▶ [INPUT]:
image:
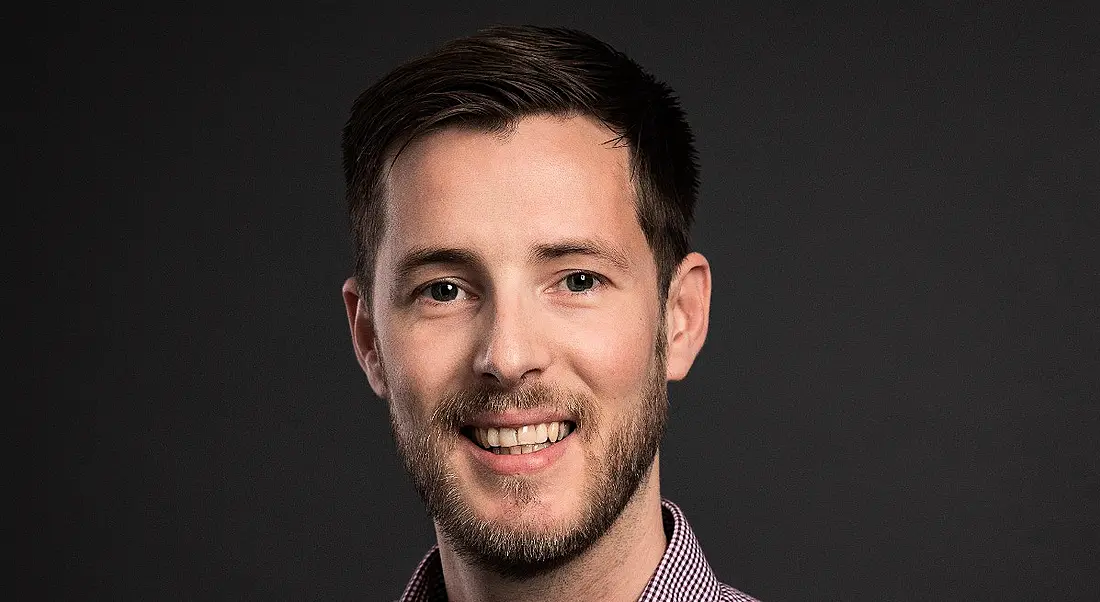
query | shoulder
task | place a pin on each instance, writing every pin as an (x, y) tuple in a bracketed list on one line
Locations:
[(729, 594)]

▶ [EXERCISE PROMPT]: All the records need to be printed again exactly as written, though without their pictures.

▶ [RESPONSE BOX]:
image:
query | shoulder
task | place a pin on each instance, writing every pin as an (x, y) tuple in a bracketed list on one line
Locations:
[(729, 594)]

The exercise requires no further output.